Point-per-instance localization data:
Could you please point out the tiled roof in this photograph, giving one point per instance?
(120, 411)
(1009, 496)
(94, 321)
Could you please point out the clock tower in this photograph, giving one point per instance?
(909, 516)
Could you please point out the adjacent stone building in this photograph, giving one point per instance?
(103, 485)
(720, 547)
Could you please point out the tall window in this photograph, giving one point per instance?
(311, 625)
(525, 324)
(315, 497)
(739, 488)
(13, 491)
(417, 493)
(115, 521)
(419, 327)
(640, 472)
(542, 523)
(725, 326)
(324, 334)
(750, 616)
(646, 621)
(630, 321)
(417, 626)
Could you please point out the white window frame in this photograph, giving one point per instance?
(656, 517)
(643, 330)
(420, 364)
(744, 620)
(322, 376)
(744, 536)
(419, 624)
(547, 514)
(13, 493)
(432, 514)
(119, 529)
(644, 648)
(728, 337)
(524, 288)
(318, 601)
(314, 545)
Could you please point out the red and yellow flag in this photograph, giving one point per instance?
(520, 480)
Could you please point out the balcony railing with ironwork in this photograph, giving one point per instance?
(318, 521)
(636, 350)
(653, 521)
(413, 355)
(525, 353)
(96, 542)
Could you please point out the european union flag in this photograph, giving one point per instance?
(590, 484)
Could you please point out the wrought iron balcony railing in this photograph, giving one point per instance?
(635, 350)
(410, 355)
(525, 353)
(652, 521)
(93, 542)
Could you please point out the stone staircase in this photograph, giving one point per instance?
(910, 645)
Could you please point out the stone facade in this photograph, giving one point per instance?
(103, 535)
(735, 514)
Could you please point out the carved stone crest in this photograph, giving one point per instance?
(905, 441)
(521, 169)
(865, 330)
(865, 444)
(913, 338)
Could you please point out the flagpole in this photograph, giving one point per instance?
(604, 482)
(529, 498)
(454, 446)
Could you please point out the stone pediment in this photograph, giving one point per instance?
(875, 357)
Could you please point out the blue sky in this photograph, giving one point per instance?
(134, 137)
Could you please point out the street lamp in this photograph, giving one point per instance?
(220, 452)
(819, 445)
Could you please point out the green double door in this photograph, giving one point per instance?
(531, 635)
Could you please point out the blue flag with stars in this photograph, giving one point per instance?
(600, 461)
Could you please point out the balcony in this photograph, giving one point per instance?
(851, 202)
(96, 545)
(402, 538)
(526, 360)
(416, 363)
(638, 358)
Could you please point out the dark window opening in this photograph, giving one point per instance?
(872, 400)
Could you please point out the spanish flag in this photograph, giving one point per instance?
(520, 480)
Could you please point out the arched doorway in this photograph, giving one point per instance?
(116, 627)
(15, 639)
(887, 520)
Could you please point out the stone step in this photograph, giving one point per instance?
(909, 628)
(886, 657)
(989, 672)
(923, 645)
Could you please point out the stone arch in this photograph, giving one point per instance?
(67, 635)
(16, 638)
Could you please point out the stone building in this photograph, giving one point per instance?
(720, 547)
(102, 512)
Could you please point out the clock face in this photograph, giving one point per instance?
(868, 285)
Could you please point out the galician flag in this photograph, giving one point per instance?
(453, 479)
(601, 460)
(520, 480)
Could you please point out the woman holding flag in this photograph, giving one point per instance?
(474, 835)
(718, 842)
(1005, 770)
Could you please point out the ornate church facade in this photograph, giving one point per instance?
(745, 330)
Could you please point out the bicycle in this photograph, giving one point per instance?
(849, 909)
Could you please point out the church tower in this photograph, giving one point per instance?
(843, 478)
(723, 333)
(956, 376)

» **Work to be completed**:
Each line of the data above is to be duplicated exactly.

» **Response**:
Could you please point out the tiled roof in this photograph, giving one point per instance?
(120, 411)
(1009, 496)
(94, 321)
Could you please point out the clock tower in this photograph, giving one point per instance?
(909, 516)
Could you please point out the adjacent stone building in this photograph, giving one point per instance?
(103, 485)
(720, 547)
Could you please point out the tall window in this photograph, giving one point per instance?
(311, 625)
(525, 324)
(315, 497)
(739, 488)
(13, 491)
(417, 493)
(115, 521)
(419, 327)
(640, 472)
(542, 523)
(725, 326)
(324, 334)
(750, 616)
(646, 621)
(630, 321)
(417, 626)
Could you please point out the white window frame in this photograph, giving one point per instance?
(656, 517)
(643, 330)
(420, 364)
(744, 620)
(322, 376)
(744, 536)
(419, 624)
(547, 514)
(13, 493)
(432, 514)
(119, 529)
(644, 648)
(728, 337)
(524, 288)
(318, 601)
(314, 545)
Could you please point out the red and yellow flag in this photograph, giving one point per instance?
(520, 480)
Could you please point out the balcony railing with ironwork in this photograph, giving one point per instance?
(318, 521)
(636, 350)
(653, 521)
(413, 355)
(525, 353)
(96, 542)
Could you please point out the european union flag in this photograph, giving one point per instance?
(590, 484)
Could you please point out the wrought iron balcony railing in this photograph, giving one point per instance?
(635, 350)
(410, 355)
(525, 353)
(652, 521)
(93, 542)
Could you please point out the stone staircase in this photograph, giving one point per instance?
(910, 645)
Could you please point out the stone facade in this photograph, giving one point per instance?
(103, 535)
(735, 514)
Could you please point out the carved stone crest in this photograph, giving one point per instance?
(905, 441)
(521, 169)
(865, 330)
(865, 444)
(913, 338)
Could you please point out the flagpole in this photograph, giving one point per instance?
(604, 482)
(529, 498)
(454, 446)
Could you please point out the stone pediment in this photograph, giving one point per instance?
(875, 357)
Could you please point out the blue sky in this photograph, giving one point per instance?
(134, 137)
Could you please point out the street lamp in this photograph, giving one point per instance?
(220, 452)
(819, 445)
Could you please point out the green double door in this photograph, giving one point per instance?
(531, 635)
Could you please point out the blue flag with stars in this photograph, giving one point per instance?
(600, 461)
Could you please point out the balcony in this photograph, giving one point per instance?
(851, 202)
(96, 545)
(402, 538)
(526, 360)
(416, 363)
(638, 358)
Could you please point out the dark window opening in this photograph, giving one point per instance?
(872, 400)
Could you please point out the spanish flag in this photograph, giving one point per instance?
(520, 480)
Could you please point out the arched doorway in this photograph, giving one point per instance?
(116, 627)
(15, 639)
(887, 520)
Could you please point out the stone step in this photograph, giving one point per instance?
(909, 628)
(886, 657)
(989, 672)
(923, 645)
Could you please point out the stone arch in this photograph, giving one point per instance?
(67, 635)
(16, 638)
Could you please point out the stone building in this photograph, giving one point per instance?
(720, 547)
(102, 512)
Could you please point out the clock face in this photograph, giving one point per instance?
(868, 285)
Could you please point out the galician flag in this photograph, giving one point per instance?
(453, 479)
(601, 460)
(520, 480)
Could you please point out the woman holding flag in this photograph, giving one point per instance?
(474, 835)
(718, 842)
(1005, 770)
Could you please point out the ornate church facade in this photograph, giving one point per instance?
(745, 330)
Could you please point out the bicycle in this photograph, giving one point per instance?
(849, 909)
Could you please point out the church tower in this photograph, giving one point per instance?
(843, 478)
(723, 333)
(956, 376)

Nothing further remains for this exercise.